Dataset entries
BEGIN
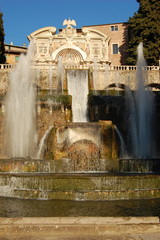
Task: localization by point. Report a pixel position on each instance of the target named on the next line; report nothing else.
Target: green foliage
(144, 27)
(2, 48)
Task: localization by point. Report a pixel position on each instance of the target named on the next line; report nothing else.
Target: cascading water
(142, 111)
(20, 108)
(78, 88)
(50, 78)
(95, 74)
(60, 75)
(42, 143)
(123, 151)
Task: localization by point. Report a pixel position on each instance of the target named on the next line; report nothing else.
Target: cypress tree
(144, 27)
(2, 48)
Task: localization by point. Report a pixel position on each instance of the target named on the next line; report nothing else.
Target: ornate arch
(70, 54)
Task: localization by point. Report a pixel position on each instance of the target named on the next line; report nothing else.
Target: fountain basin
(80, 186)
(141, 165)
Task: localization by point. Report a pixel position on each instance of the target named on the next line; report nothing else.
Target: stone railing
(7, 66)
(86, 66)
(130, 68)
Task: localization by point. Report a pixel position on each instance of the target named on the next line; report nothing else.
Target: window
(114, 28)
(16, 58)
(115, 49)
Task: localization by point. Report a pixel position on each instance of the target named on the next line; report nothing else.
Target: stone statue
(69, 22)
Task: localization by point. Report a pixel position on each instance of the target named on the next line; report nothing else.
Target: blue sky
(22, 17)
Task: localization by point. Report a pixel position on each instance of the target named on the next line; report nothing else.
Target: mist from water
(78, 89)
(142, 112)
(20, 108)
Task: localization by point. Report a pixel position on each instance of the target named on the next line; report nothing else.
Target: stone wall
(104, 79)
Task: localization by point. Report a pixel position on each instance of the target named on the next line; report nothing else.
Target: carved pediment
(43, 32)
(93, 33)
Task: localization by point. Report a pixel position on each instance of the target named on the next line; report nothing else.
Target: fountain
(142, 112)
(141, 124)
(20, 108)
(78, 159)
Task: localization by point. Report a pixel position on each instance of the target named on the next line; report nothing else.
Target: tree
(144, 27)
(2, 48)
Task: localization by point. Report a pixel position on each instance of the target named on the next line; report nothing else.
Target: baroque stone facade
(74, 46)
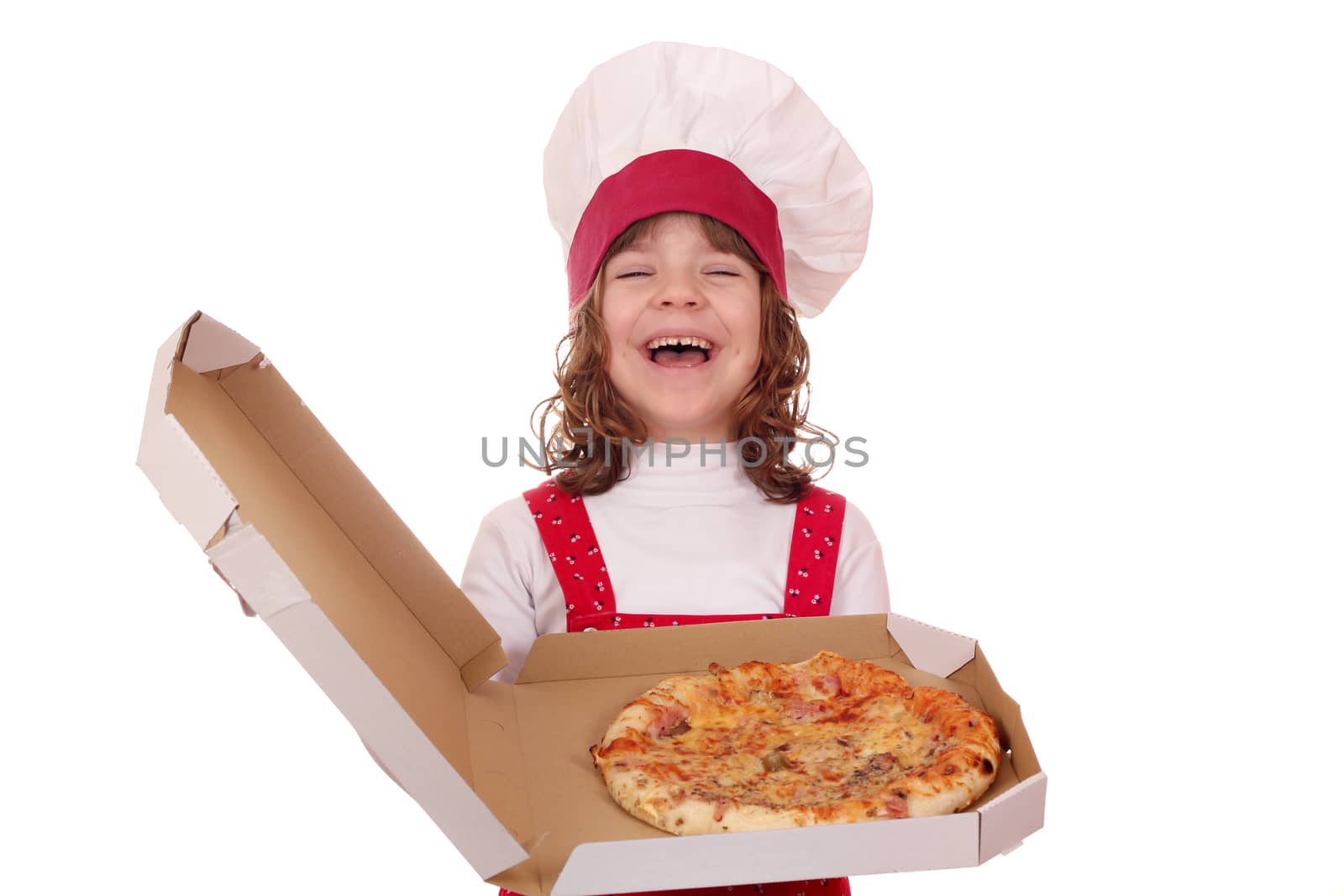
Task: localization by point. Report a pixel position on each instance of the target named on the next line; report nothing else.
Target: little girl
END
Task brief
The copy you produce must match the entries above exactly, except that it has no pictures.

Solution for this problem
Task: localization by point. Report a pixel position on each instance of the target named on the next line; report nothing else.
Target: green foliage
(144, 27)
(2, 48)
Task: localization by point. Report a pixel position on each instance of the target named on the next line; report nothing else.
Target: cascading water
(142, 111)
(20, 108)
(78, 88)
(50, 78)
(95, 74)
(60, 75)
(42, 143)
(123, 151)
Task: localization by point. Report a pixel position on each instance of the target named on the next line; report nothing else.
Target: cypress tree
(144, 27)
(2, 48)
Task: localization by point. Report a pixel position on each instance of the target named on the next line; report nothing else.
Target: ornate arch
(70, 54)
Task: localization by point. Report a pixel position on each instance of the target named on the next line; report nothing else.
Target: fountain basin
(80, 186)
(141, 165)
Task: localization by point. Report a pixel position on each instance of the target named on the next line; report nothing else.
Target: stone railing
(7, 66)
(86, 66)
(130, 68)
Task: localization by point. Report a pixel position on each instance of the target named on the next line; report nothing else.
Target: window
(114, 28)
(16, 58)
(115, 49)
Task: localization by point. Report a pixel position on each instance of the target named on the next line; report nothing else.
Target: stone statue
(69, 22)
Task: localization by point. Report a pixel position on each instance of the target named on the next line; report nothing else.
Target: blue sky
(22, 17)
Task: localization by point. Report a pixel position on each instance of the target named on the next line; report nothing else.
Target: mist from water
(78, 89)
(142, 112)
(20, 108)
Task: localization by point. Report a pixel position on each instance of the target named on the next line; report nothing else.
Target: stone wall
(104, 79)
Task: localization by point. Report a pixel position on each instance of the target named on the next line; report nothing else.
Target: carved pediment
(43, 32)
(93, 33)
Task: localization by point. Report a pixel position on each instance of the target named on the next line; report nothing else.
Target: fountain
(142, 112)
(141, 124)
(20, 108)
(78, 159)
Task: localization by point. Report a pixel position on each instance of the target named on the next line; report nothing else.
Target: tree
(144, 27)
(2, 48)
Task: localization by point. Report a pixel position on each instance of the target named on the next line; report nothing else.
Target: baroque stone facade
(74, 46)
Task: localization by point. Report a pixel position on each instance of the target named on the next line; report nothing else.
Target: little girl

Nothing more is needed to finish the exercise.